広い店内は僕と背広姿のサラリーマンとその連れの女性だけ。
二人とも仲良さそうに会話していますが、
まぁ言ってしまえばどこにでもありそうな風景ですわな。

男性の方はいかにもメガネで真面目そう。
女性の方は小柄で童顔で……なんというか
どこか広末涼子に似た可愛らしい子でした。

まぁ別にその二人の会話を聞く気もなかったのですが、
ご飯を食べながらヘッドホンでiPodを聴くわけにもいかないし、
ガランと静まり返った店内に、その二人の会話がラジオのように
響き渡っていたので、微妙に……
なんとなく耳に入れていたわけですよ。

あ、なんとなく皆さんの中で、ハヤテのキャラでも声優さんでも
何でもいいので、その二人のキャラクター像を頭の中で作って
読むと良いですよ。

サラリーマン役……○○
女性役…………………△△

んで、向こうの二人がすっかり食事を終えて、なんとなく談笑
していたところ、男性サラリーマンの方が、急に一拍置いて、
妙な事を言い出したのですよ。

「えっと、僕ほら高学歴じゃん?」

一瞬、何を唐突に言い出したのかと思ったのですが、
女性の方もそう思ったらしく

「は?ちょっと急に何いってんの?」

といぶかしげ。
しかし、男性は続けます。

「ほら、長年一緒だから君も知っての通り、僕って高学歴じゃない
ですか? 改めて言うのもなんですが京都大学? あの国立の
凄い難しい大学をストレートで出てるじゃないですか?」
「こらこら、知ってるけどそういうのは言わないの!(笑)」
たしなめる女性。
しかし男性は続けます。

「それでほら、その京都大学をかなり優秀な成績で卒業してさ、
入った企業は○○社。ね、日本のトップ企業」
「知ってるわよ! 知ってるけどそういう事を言わない!
それとも何?自慢?」

「で、ほら。そんな僕だから今、その企業で、こう言っちゃ
なんですが……エリートコース? 的な? そういうラインに
乗って毎月○○万円くらいの給料があるじゃないですか?」
「うわ、もう完全な自慢だ。
もう、そのコースから外れてしまえば良いよ(笑)」

「それで、ほら、僕は浪費家でもないし酒も博打もやらない
堅実な性格だから、ぶっちゃけコツコツ貯めた貯金が
大体○○万円くらいあるんだよね」

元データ
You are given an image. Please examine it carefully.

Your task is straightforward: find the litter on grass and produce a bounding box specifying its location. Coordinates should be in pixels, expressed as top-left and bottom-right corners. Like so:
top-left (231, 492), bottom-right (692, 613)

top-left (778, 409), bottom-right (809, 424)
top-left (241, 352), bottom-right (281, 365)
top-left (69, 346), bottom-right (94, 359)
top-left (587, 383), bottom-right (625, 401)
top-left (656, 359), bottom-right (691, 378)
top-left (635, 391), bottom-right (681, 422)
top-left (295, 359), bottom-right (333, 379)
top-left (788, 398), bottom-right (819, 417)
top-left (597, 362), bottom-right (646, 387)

課題一覧 =>
a) 店内の男女の会話を描いた本文について、次の問いに答えてください。
(i) 広い店内にいたのは誰と誰か。
(ii) 男性はどの大学を出たと言っているか。
(iii) 女性は誰に似ていたか。
b) 店内の男女の会話を描いた本文を、最後の文の後から書き継いでください。
エントリは本文と関係ありません。

解答 =>
a)
(i) 僕と、背広姿のサラリーマンと、その連れの女性
(ii) 京都大学
(iii) 広末涼子

b)
「あー、はいはい。それでその自慢話は
一体どこに行きつくのかな?」

「だから……こんな不況の世の中でも……金銭的には
そんなに苦労はかけないと思うんだ……」

「は?」

「だから、僕と結婚してくれませんか?」


ボフッ!
思わず鼻からカルボナーラを吹くとこだったよ……!!
ていうか相手の女性も笑顔のまま固まったよ!

そして真剣なまなざしの男性に、女性は戸惑いながらも尋ねます。

「……え?何の話?……ていうかその話、どこまでが冗談なの?」

そりゃそうだ。俺の心の声を代弁してくれてありがとう。
しかし、男性はまっすぐ女性を見つめたまま言います。

「今、言った話に冗談はどこにも入ってないよ。
僕と……結婚してほしいんだ!」

キターーーーー!!!
おおおおお!!!
これマジのプロポーズだぁぁぁぁぁぁぁ!!!!!

女性の方は遠目で見ている僕にも分かるくらい
みるみる真っ赤になって
え? え? となんだか挙動不審。

僕はiPhoneでTwitterを開きつぶやく準備。
しかし『あ、これWEBのネタになるので伏せておこう』と
iPhoneを出したり仕舞ったりして挙動不審。

そうこうしているうちに女性の方が
さっきの笑顔とは明らかに違う照れた笑顔で
「あ、は、はい。じゃあヨロシクお願いします……」
となんだかとっても幸せそう!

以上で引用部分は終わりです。